[begin Provided material]

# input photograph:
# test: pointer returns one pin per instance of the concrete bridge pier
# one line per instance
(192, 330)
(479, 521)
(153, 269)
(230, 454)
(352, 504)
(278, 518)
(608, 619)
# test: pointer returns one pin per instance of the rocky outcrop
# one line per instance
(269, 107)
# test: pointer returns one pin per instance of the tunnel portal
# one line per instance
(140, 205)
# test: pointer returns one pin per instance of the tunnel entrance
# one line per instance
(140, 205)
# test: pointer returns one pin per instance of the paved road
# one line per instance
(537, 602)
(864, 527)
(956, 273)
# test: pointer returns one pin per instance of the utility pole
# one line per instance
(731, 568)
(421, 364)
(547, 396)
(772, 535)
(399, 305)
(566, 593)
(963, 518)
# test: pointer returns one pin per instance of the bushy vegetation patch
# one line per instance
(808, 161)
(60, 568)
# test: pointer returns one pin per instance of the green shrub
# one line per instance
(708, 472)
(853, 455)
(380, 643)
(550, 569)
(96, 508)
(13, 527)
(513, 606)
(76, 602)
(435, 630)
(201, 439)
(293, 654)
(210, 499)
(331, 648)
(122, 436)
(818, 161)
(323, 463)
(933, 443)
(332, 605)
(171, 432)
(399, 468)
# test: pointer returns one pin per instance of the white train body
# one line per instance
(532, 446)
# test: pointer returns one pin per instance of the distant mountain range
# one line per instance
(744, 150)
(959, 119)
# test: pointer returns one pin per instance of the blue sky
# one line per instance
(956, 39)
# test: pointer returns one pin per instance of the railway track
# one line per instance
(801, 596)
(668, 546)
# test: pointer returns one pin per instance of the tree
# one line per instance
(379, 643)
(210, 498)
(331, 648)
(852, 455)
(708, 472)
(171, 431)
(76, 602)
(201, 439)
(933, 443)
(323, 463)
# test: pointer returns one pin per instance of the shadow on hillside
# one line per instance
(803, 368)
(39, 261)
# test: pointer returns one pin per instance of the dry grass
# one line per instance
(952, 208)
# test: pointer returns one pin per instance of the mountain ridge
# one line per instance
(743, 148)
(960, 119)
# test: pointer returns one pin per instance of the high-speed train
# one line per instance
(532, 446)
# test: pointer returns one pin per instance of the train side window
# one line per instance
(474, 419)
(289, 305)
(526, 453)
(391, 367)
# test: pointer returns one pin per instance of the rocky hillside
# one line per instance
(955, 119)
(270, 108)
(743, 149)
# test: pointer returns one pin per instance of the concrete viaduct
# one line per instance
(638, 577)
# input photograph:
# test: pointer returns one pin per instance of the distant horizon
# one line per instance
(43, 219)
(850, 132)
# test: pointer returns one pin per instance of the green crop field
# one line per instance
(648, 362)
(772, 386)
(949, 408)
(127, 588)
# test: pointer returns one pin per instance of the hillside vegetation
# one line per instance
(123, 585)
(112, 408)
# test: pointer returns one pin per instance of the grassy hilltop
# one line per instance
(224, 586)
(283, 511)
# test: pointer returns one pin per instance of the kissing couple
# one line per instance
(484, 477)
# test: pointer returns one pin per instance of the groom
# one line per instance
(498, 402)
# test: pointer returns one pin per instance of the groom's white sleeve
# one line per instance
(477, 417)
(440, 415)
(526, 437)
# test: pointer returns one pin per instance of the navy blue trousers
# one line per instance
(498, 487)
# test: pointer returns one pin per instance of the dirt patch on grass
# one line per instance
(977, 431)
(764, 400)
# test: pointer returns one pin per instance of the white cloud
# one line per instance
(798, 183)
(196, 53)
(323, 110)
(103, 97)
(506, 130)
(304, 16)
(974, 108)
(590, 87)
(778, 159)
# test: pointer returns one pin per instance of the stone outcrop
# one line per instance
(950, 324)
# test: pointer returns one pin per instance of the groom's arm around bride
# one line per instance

[end Provided material]

Objective :: Recast every line of the items above as a JSON array of strings, one string per line, leaving out blank lines.

Worked answer ::
[
  "# input photograph:",
  "# test: pointer returns one pin per instance of the concrete bridge pier",
  "# one line per instance",
  "(192, 330)",
  "(479, 521)",
  "(153, 269)",
  "(230, 454)",
  "(352, 504)",
  "(278, 518)",
  "(608, 619)",
  "# test: pointer returns one pin per instance of the rocky outcrop",
  "# one line per instance",
  "(269, 107)",
  "# test: pointer returns one pin per instance of the tunnel portal",
  "# one line per instance",
  "(140, 205)",
  "# test: pointer returns one pin per instance of the tunnel entrance",
  "# one line per instance",
  "(140, 205)",
  "# test: pointer returns one pin per instance of the paved road",
  "# one line per instance",
  "(537, 602)",
  "(864, 527)",
  "(956, 273)",
  "# test: pointer returns one pin per instance of the utility pole",
  "# one line per instance",
  "(731, 568)",
  "(421, 364)",
  "(547, 396)",
  "(772, 535)",
  "(399, 305)",
  "(566, 593)",
  "(963, 518)",
  "# test: pointer returns one pin per instance of the bushy vegetation patch",
  "# one line per instance",
  "(808, 161)",
  "(60, 568)",
  "# test: pointer returns one pin per instance of the green shrub",
  "# one line per instance",
  "(708, 472)",
  "(853, 455)",
  "(380, 643)",
  "(550, 569)",
  "(96, 508)",
  "(13, 527)",
  "(513, 606)",
  "(76, 602)",
  "(435, 630)",
  "(201, 439)",
  "(293, 654)",
  "(210, 499)",
  "(331, 648)",
  "(122, 436)",
  "(818, 161)",
  "(323, 463)",
  "(933, 443)",
  "(332, 605)",
  "(171, 432)",
  "(399, 468)",
  "# test: pointer returns one pin per instance of the white train body",
  "# one line per instance",
  "(532, 446)",
  "# test: pointer returns one pin per instance of the distant mountain range",
  "# one line per instance",
  "(744, 150)",
  "(959, 119)",
  "# test: pointer returns one pin per instance of the blue sky",
  "# one line per instance",
  "(956, 39)",
  "# test: pointer returns one pin per instance of the railway track",
  "# one line per instance",
  "(801, 596)",
  "(668, 546)",
  "# test: pointer returns one pin per instance of the tree",
  "# one line per instance",
  "(379, 643)",
  "(210, 498)",
  "(331, 648)",
  "(852, 455)",
  "(708, 472)",
  "(171, 431)",
  "(76, 602)",
  "(201, 439)",
  "(933, 443)",
  "(323, 463)",
  "# test: pointer returns one pin per instance of the shadow on hillside",
  "# one line per instance",
  "(803, 368)",
  "(39, 261)",
  "# test: pointer returns one pin per instance of the dry grass",
  "# one line per instance",
  "(952, 208)",
  "# test: pointer returns one pin per instance of the mountain ridge",
  "# one line per instance",
  "(743, 148)",
  "(960, 119)",
  "# test: pointer returns one pin per instance of the high-speed train",
  "# one line per instance",
  "(532, 446)",
  "# test: pointer returns one pin per instance of the train side window",
  "# one line per instance",
  "(474, 419)",
  "(289, 305)",
  "(526, 453)",
  "(391, 367)",
  "# test: pointer returns one pin per instance of the rocky hillside",
  "# one line per instance",
  "(955, 119)",
  "(270, 108)",
  "(743, 149)",
  "# test: pointer returns one pin per instance of the concrete viaduct",
  "# one line per instance",
  "(638, 577)",
  "# input photograph:",
  "# test: pointer returns one pin per instance of the distant horizon",
  "# one line per instance",
  "(43, 219)",
  "(850, 132)",
  "# test: pointer returns one pin per instance of the green crop field",
  "# one line per instance",
  "(648, 362)",
  "(772, 386)",
  "(949, 408)",
  "(127, 588)",
  "# test: pointer returns one pin per instance of the hillside vegetation",
  "# one line per instance",
  "(123, 585)",
  "(112, 408)",
  "# test: pointer returns one pin per instance of the grassy hilltop",
  "# one line per instance",
  "(224, 586)",
  "(283, 511)",
  "# test: pointer returns one pin per instance of the kissing couple",
  "# one line per instance",
  "(484, 477)",
  "# test: pointer returns one pin per instance of the groom",
  "# one line per instance",
  "(498, 402)",
  "# test: pointer returns one pin per instance of the groom's white sleeve",
  "# one line per instance",
  "(477, 417)",
  "(440, 415)",
  "(526, 437)",
  "# test: pointer returns one pin per instance of the navy blue trousers",
  "# one line per instance",
  "(498, 487)",
  "# test: pointer returns one pin per instance of the dirt patch on grass",
  "# one line per instance",
  "(977, 431)",
  "(764, 400)",
  "# test: pointer returns one pin per instance of the white cloud",
  "# one line per instance",
  "(798, 183)",
  "(196, 53)",
  "(323, 110)",
  "(103, 97)",
  "(506, 130)",
  "(304, 16)",
  "(974, 108)",
  "(590, 87)",
  "(778, 159)",
  "# test: pointer returns one pin per instance of the stone outcrop",
  "# one line per instance",
  "(950, 324)",
  "# test: pointer returns one pin per instance of the groom's arm around bride",
  "# one line per instance"
]